**Text for analysis**
A CNBC Pro screen flagged a handful of S&P 500 names as technically overbought (14‑day RSI >70), including Alphabet (RSI 72.2), Merck (RSI 80), Ralph Lauren (RSI 71) and Las Vegas Sands (RSI 79.8), suggesting potential near‑term pullbacks. Market context: the Nasdaq fell 1.5% in November while the S&P 500 and Dow logged small gains; Merck — up >21% in November — beat Q3 estimates, narrowed guidance items and agreed to acquire Cidara Therapeutics for nearly $9.2 billion (consensus PT ~$102.43 implying ~2% downside). Alphabet’s rally is tied to investor enthusiasm around Gemini 3 and TPU chips, and Ralph Lauren’s shares climbed 8% this week after strong Q2 results and raised price targets, highlighting a mix of earnings/M&A and AI‑driven positioning driving recent price moves.

Image point grounding lines
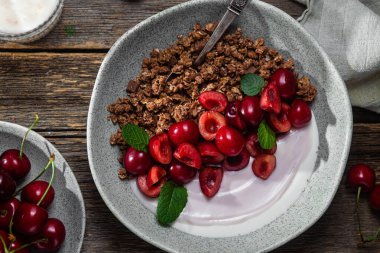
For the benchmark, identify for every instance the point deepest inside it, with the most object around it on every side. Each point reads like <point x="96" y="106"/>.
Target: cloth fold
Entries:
<point x="349" y="31"/>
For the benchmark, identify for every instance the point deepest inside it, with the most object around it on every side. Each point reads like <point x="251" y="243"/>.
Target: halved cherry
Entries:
<point x="210" y="123"/>
<point x="210" y="179"/>
<point x="189" y="155"/>
<point x="270" y="100"/>
<point x="210" y="154"/>
<point x="280" y="122"/>
<point x="160" y="148"/>
<point x="213" y="101"/>
<point x="235" y="163"/>
<point x="151" y="192"/>
<point x="154" y="175"/>
<point x="263" y="165"/>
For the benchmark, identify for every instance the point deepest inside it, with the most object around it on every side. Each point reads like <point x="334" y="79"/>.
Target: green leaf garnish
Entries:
<point x="171" y="202"/>
<point x="135" y="136"/>
<point x="267" y="138"/>
<point x="251" y="84"/>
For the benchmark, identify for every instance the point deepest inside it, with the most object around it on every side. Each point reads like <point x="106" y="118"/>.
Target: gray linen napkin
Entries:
<point x="349" y="31"/>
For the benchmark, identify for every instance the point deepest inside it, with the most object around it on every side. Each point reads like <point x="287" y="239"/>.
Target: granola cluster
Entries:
<point x="155" y="104"/>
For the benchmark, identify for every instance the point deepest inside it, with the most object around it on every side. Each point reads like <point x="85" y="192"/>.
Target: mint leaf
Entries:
<point x="267" y="138"/>
<point x="135" y="136"/>
<point x="251" y="84"/>
<point x="172" y="200"/>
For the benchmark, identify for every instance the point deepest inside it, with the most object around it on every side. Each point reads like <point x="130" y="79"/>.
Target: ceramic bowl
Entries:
<point x="68" y="205"/>
<point x="331" y="110"/>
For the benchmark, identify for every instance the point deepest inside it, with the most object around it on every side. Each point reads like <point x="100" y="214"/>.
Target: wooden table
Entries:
<point x="55" y="77"/>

**What you are asked to do**
Answer these questions from the text on overbought S&P 500 stocks:
(a) What 14-day RSI level did the screen use to flag a stock as overbought?
(b) By what percentage did the Nasdaq fall in November?
(c) Which company did Merck agree to acquire, and for roughly how much?

**Solution to this task**
(a) An RSI above 70.
(b) 1.5%.
(c) Cidara Therapeutics, for nearly $9.2 billion.